Please copy the part of the listing that opens with the line containing "Locate every instance of the large" and closes with the line containing "(1072, 517)", substituting "leafless tree" for "bare tree" and leaving everything else unchanged.
** start AVAILABLE DATA **
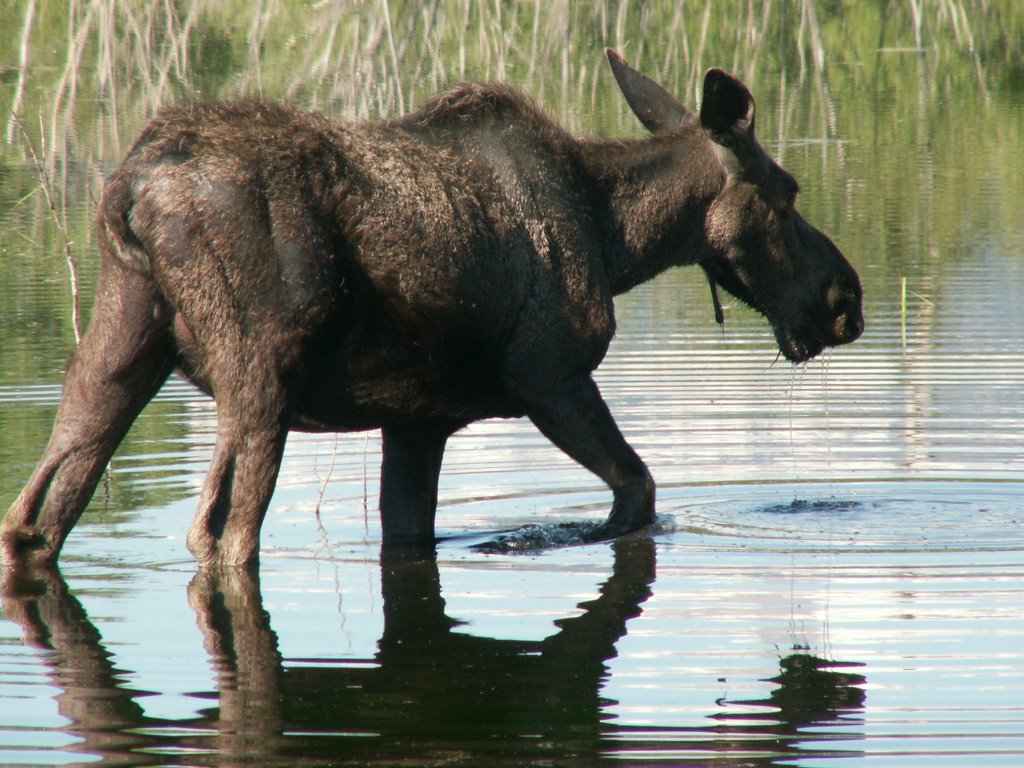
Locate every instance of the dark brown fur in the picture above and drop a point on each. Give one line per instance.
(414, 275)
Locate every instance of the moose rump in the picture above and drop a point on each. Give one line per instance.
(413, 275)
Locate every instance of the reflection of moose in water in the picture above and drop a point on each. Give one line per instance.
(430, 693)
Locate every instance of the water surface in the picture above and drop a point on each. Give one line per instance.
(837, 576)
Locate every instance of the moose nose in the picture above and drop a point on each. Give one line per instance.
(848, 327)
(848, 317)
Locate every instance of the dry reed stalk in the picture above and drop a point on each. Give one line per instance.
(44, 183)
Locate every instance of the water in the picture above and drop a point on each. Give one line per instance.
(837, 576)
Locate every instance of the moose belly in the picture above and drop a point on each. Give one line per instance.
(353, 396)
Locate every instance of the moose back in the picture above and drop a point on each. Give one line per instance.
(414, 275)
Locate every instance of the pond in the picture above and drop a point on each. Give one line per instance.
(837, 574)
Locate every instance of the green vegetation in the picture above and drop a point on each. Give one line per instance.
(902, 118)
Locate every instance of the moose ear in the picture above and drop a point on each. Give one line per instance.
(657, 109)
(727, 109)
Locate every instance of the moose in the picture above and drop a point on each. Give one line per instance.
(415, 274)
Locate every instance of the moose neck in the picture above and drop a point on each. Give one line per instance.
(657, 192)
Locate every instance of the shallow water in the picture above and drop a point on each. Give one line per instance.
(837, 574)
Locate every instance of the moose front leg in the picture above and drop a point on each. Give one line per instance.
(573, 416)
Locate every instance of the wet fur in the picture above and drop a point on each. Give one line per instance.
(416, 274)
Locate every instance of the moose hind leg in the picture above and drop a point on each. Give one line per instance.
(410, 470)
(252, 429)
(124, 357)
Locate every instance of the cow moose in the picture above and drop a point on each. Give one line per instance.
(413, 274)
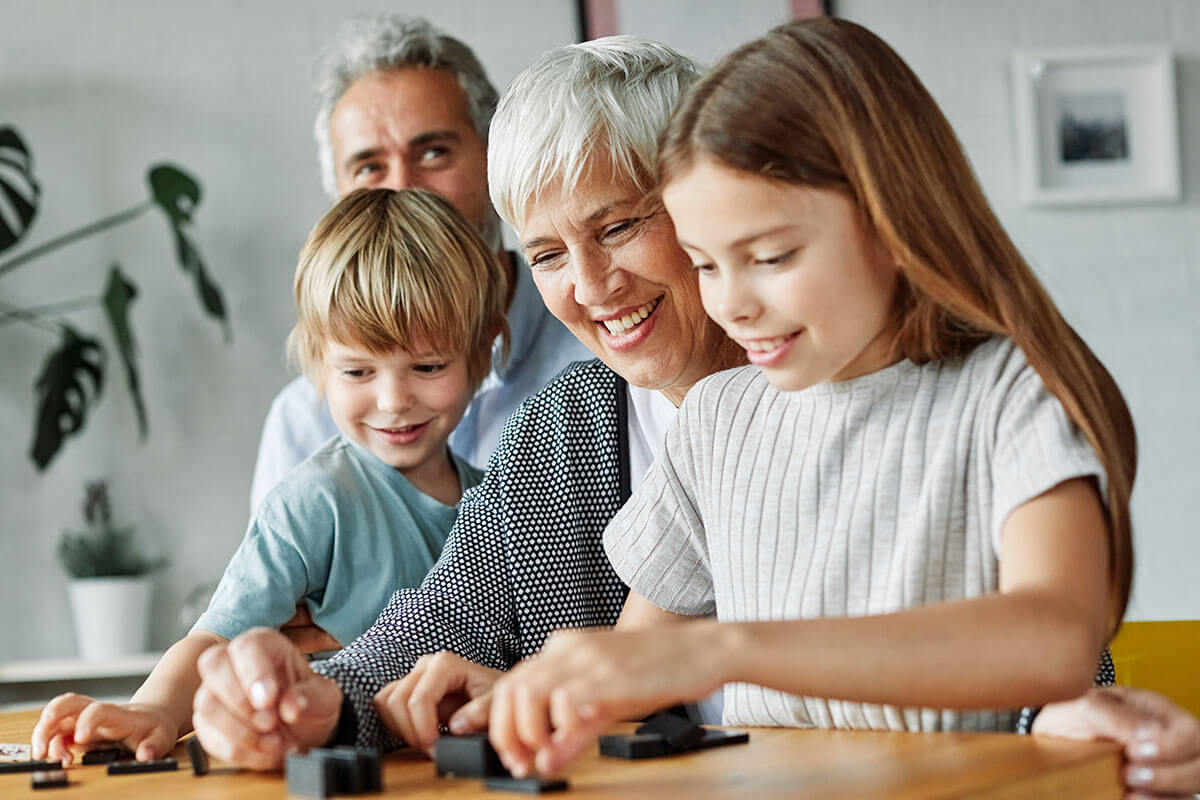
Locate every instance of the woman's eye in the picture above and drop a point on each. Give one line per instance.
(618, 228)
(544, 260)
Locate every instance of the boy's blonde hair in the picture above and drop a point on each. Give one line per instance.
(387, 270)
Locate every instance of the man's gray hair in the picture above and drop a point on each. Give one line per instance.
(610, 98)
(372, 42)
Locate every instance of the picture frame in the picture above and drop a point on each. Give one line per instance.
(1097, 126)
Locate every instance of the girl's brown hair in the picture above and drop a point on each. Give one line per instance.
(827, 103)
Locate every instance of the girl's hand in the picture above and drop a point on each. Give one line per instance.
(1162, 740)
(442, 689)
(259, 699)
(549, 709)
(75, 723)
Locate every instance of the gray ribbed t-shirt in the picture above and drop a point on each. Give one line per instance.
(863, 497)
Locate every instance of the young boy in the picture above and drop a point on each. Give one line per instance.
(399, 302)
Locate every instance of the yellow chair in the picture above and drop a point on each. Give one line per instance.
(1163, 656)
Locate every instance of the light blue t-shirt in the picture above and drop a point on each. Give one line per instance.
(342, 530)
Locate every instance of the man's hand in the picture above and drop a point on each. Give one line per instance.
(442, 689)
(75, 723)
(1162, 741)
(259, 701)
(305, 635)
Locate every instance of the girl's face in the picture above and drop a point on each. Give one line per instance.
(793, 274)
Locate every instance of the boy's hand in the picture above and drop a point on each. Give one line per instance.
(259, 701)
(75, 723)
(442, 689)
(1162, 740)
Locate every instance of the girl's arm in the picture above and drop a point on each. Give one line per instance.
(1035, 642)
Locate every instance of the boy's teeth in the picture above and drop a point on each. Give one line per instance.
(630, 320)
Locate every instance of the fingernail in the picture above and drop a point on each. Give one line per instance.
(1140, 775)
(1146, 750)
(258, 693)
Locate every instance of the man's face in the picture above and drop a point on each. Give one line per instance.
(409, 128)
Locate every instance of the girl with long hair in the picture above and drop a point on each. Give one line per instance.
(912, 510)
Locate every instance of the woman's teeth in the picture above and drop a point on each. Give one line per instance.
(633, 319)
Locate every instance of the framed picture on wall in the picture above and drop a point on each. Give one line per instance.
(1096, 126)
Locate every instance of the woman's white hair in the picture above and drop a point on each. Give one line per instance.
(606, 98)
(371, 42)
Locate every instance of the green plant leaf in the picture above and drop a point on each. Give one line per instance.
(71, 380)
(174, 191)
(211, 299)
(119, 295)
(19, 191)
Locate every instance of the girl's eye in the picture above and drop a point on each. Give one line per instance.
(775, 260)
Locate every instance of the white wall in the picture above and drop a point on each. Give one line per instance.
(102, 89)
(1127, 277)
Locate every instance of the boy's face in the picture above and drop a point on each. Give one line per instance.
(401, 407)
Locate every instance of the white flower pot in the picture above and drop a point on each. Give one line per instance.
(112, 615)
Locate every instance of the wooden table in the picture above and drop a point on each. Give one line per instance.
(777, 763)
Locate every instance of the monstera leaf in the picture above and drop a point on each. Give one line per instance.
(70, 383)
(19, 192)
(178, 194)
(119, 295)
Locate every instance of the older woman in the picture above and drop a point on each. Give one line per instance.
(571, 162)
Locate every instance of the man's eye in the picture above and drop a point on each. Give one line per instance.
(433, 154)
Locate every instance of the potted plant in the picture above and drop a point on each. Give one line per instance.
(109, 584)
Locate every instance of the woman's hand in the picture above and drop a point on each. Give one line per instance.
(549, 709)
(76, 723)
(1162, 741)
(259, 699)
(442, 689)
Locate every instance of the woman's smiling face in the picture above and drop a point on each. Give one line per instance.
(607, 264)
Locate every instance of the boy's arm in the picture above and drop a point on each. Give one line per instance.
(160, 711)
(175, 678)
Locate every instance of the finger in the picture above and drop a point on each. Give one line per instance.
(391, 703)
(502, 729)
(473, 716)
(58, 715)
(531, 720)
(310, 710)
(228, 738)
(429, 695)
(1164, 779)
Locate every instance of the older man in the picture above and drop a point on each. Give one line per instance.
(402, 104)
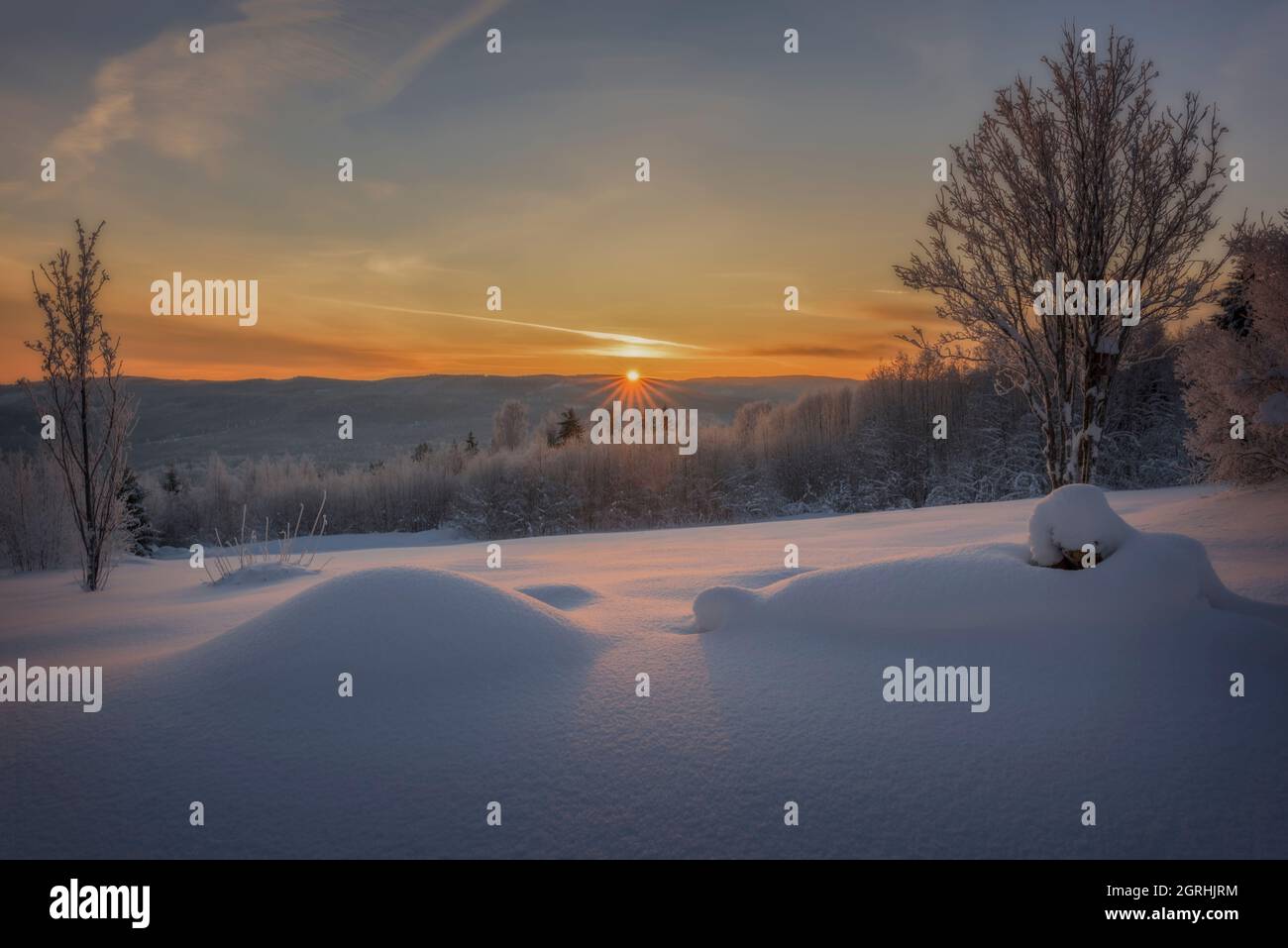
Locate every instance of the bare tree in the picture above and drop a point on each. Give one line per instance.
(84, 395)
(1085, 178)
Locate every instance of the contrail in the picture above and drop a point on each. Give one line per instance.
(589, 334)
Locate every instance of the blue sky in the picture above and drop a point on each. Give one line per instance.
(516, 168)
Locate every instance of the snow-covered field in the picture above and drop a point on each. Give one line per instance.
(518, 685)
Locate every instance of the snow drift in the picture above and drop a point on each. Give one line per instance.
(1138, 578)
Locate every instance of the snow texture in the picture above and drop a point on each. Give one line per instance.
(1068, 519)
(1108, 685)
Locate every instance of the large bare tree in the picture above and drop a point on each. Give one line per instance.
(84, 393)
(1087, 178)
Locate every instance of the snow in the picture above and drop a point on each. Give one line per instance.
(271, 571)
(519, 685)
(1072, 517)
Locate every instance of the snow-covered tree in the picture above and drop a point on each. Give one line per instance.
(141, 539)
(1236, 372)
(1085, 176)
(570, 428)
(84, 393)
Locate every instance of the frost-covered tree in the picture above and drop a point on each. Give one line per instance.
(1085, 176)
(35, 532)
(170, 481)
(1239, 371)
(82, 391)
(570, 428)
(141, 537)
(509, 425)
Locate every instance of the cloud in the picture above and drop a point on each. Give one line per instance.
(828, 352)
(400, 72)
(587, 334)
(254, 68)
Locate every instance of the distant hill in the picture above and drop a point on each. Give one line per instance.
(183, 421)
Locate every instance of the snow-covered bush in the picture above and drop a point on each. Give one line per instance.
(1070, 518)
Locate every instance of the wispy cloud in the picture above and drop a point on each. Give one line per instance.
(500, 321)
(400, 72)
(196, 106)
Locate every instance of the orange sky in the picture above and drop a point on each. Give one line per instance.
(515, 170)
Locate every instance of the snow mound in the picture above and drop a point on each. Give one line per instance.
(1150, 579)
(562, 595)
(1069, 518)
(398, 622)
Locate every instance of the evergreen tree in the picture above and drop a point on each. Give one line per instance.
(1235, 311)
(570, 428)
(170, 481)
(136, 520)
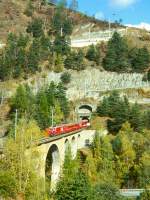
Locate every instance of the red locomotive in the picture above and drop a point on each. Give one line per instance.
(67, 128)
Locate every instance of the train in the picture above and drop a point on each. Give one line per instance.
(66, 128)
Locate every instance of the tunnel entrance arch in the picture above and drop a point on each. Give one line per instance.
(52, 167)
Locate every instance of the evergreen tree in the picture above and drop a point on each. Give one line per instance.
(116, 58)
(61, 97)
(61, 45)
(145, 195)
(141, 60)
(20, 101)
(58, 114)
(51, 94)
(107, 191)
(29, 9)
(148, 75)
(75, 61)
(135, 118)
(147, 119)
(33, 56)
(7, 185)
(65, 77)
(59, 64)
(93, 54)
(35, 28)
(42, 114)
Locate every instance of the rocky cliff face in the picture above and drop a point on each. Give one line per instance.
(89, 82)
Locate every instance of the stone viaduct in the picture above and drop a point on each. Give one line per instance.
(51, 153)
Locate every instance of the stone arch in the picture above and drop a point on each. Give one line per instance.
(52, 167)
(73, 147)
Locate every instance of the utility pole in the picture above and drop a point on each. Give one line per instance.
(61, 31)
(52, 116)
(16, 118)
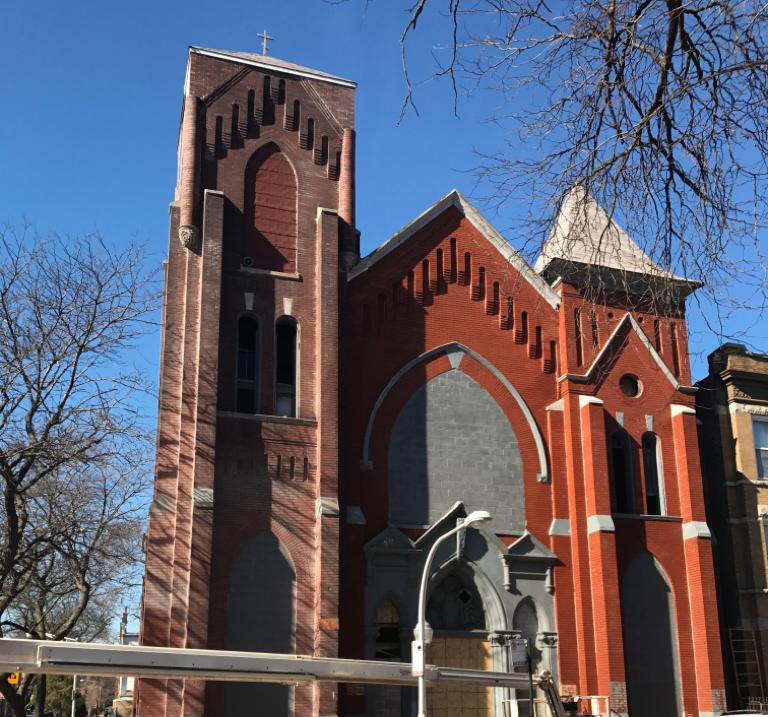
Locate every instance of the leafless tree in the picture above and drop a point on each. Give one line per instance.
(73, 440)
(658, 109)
** end AVAILABLE DATA **
WORKED ANSWER:
Locate every instance of the large leafless tree in the picture above and drop a point on each. Give one line per instance.
(84, 393)
(1087, 178)
Locate every instance of the snow in the picture above and drop a point on each. Give one line per instance.
(271, 571)
(519, 685)
(1072, 517)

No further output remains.